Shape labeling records
=====

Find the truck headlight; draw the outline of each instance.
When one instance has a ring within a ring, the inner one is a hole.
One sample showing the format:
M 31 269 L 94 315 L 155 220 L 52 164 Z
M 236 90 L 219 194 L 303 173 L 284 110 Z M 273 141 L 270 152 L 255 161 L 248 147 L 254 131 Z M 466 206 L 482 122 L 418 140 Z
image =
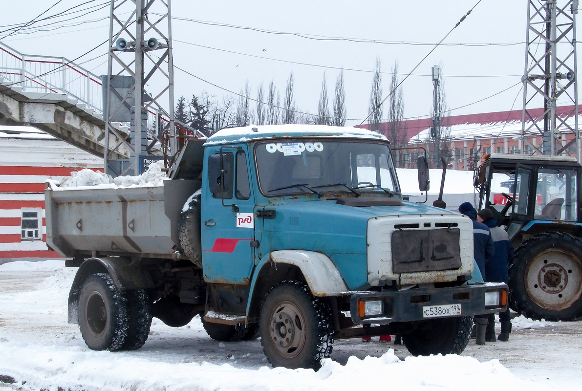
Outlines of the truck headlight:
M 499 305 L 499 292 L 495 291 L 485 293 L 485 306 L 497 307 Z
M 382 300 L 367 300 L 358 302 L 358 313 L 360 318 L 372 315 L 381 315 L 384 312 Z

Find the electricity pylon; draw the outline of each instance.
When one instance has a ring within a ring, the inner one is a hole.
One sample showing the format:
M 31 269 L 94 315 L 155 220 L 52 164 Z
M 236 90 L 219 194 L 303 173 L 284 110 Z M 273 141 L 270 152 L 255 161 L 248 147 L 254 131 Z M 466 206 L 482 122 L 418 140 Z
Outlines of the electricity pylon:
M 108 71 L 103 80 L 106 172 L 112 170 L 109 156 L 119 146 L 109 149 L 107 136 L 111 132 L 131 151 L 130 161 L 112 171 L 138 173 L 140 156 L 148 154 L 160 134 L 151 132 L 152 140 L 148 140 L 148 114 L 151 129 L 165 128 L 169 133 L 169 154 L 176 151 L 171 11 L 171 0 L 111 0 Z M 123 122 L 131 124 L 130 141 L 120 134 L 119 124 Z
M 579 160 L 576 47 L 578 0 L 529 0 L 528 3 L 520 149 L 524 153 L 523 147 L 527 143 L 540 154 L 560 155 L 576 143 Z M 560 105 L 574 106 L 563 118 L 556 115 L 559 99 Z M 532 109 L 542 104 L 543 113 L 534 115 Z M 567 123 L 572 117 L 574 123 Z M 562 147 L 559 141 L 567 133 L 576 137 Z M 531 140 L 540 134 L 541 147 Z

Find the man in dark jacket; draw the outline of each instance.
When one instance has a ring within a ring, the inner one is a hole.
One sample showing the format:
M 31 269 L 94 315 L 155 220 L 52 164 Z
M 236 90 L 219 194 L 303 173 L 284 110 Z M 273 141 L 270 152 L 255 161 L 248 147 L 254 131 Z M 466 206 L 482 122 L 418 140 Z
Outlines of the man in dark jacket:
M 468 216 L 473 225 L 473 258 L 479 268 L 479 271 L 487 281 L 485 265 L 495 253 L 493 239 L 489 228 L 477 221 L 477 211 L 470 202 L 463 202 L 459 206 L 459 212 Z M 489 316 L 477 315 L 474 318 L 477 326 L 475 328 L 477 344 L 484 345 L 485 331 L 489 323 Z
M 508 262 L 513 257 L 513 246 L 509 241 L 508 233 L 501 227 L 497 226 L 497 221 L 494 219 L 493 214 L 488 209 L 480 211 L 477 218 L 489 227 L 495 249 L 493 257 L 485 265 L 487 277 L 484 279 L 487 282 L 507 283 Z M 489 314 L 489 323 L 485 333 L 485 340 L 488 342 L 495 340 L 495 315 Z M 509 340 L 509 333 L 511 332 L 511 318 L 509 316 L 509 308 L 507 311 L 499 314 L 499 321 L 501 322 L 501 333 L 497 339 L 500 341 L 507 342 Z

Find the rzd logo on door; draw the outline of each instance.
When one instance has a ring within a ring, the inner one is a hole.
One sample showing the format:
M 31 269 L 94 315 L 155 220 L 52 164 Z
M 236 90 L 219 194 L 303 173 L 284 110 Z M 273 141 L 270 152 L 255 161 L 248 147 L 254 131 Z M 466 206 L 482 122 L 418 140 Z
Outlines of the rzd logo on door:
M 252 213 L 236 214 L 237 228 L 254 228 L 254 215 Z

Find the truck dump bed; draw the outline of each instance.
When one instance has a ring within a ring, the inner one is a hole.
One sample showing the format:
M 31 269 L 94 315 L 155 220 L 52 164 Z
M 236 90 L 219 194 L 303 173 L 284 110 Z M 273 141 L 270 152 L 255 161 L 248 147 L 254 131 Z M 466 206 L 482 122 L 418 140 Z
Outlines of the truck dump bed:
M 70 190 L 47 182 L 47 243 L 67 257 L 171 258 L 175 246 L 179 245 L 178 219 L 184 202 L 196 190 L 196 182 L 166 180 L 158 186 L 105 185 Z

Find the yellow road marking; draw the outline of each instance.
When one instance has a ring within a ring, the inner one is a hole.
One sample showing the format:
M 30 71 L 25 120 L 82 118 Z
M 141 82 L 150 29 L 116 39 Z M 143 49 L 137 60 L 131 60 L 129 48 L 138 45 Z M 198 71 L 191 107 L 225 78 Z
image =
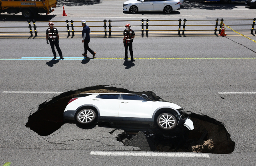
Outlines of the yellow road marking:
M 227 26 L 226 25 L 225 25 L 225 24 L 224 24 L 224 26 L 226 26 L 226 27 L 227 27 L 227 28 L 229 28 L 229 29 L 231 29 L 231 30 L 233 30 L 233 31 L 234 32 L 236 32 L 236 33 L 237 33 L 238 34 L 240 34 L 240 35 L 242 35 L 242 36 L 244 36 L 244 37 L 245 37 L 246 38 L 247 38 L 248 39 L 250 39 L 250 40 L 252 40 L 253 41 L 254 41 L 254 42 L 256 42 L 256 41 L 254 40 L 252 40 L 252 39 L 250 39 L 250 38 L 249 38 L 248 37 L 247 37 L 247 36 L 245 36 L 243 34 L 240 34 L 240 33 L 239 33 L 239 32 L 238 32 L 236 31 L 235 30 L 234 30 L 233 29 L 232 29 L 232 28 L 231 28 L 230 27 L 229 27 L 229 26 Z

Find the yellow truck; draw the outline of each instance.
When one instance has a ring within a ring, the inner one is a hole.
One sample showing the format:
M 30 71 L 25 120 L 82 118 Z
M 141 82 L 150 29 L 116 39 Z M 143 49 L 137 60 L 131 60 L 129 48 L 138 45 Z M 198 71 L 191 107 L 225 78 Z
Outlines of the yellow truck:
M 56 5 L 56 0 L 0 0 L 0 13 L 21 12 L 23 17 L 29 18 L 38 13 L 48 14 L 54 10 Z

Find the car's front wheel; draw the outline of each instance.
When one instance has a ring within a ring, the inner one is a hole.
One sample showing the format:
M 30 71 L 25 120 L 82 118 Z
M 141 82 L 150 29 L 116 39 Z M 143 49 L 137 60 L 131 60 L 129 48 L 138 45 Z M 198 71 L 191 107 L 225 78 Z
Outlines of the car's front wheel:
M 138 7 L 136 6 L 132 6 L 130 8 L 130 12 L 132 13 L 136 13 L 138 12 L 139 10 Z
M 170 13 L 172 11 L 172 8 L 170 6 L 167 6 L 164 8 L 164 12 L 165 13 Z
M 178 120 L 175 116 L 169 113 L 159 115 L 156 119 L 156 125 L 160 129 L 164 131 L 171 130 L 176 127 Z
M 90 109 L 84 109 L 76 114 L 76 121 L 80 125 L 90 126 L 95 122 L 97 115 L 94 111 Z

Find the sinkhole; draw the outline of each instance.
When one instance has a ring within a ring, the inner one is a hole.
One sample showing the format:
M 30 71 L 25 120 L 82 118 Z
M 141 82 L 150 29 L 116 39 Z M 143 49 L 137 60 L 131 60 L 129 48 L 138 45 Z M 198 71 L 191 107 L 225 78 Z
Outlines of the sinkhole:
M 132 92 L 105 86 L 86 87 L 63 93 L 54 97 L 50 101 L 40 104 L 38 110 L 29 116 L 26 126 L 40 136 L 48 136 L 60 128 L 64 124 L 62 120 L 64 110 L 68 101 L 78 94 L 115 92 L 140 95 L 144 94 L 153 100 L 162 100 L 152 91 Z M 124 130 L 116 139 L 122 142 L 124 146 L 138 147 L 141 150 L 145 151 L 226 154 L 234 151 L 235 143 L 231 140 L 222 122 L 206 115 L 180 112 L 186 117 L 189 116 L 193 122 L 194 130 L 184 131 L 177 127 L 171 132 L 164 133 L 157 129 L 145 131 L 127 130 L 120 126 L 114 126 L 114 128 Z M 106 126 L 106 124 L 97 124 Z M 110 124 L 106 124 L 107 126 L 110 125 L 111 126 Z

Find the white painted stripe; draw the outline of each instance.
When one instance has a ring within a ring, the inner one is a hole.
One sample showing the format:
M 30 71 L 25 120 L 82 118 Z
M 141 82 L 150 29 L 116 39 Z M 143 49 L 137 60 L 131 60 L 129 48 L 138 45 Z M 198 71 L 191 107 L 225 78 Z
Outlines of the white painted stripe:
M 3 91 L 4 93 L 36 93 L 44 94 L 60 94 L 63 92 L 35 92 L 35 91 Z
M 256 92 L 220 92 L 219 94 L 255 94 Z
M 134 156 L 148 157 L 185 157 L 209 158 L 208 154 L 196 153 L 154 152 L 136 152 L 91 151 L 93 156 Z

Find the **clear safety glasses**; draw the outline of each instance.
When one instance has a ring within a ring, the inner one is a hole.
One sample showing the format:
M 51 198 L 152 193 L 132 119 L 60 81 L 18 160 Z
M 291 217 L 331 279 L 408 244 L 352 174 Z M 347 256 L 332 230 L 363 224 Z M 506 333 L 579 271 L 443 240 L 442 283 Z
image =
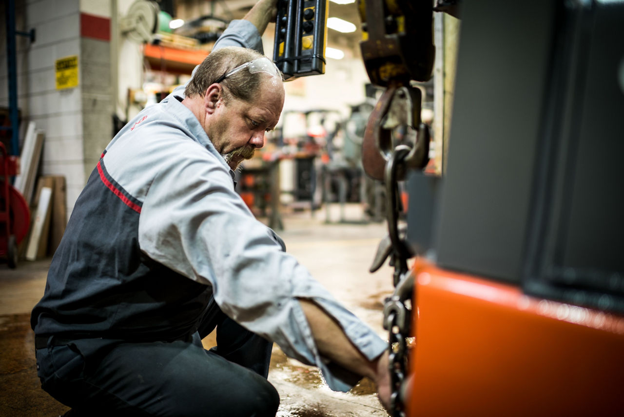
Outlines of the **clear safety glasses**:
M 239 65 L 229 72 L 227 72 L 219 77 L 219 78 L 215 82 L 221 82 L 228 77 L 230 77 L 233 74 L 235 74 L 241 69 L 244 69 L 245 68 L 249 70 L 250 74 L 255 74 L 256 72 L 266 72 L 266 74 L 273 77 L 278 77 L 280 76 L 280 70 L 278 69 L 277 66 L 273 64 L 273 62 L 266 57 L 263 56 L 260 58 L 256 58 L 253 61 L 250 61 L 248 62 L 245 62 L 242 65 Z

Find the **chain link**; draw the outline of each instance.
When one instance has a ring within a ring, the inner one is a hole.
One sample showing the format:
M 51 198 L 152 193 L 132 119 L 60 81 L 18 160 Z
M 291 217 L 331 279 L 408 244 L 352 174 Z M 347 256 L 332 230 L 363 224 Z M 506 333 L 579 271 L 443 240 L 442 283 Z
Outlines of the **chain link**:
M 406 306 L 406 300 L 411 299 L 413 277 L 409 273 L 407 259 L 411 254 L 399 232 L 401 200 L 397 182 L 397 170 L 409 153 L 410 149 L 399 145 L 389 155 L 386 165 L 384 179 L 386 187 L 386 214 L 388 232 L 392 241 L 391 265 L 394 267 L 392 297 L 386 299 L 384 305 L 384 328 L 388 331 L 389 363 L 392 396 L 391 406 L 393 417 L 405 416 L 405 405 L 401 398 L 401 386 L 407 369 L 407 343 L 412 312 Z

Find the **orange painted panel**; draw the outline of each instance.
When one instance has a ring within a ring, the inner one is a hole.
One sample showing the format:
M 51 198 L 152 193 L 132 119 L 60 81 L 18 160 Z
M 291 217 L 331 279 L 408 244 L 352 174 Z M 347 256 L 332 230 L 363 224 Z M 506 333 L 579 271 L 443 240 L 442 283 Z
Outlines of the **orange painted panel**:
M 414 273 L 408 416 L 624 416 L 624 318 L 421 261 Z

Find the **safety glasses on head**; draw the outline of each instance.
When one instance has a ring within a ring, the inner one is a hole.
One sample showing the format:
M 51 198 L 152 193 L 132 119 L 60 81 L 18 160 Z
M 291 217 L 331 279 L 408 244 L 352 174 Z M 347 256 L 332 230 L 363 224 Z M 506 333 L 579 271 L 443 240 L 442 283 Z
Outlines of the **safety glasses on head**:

=====

REQUEST
Rewrite the lines from the one containing "Find the truck dump" through the one containing "M 70 190 L 47", inclusive, renaming "truck dump bed" to "dump body" and leaving everything else as it is.

CORRECT RESULT
Find the dump body; draw the outline of each instance.
When one instance has a ring within a ring, the inner one is a hole.
One sample showing the format:
M 31 269 L 94 315 L 155 220 L 52 164 Z
M 236 90 L 219 194 L 303 173 L 284 110 Z M 273 141 L 270 152 L 255 161 L 248 147 L 254 131 Z M 466 206 L 482 122 L 418 140 Z
Outlines of the dump body:
M 70 190 L 47 182 L 47 243 L 67 257 L 171 258 L 175 246 L 179 245 L 178 219 L 184 202 L 196 190 L 196 182 L 166 180 L 158 186 L 105 185 Z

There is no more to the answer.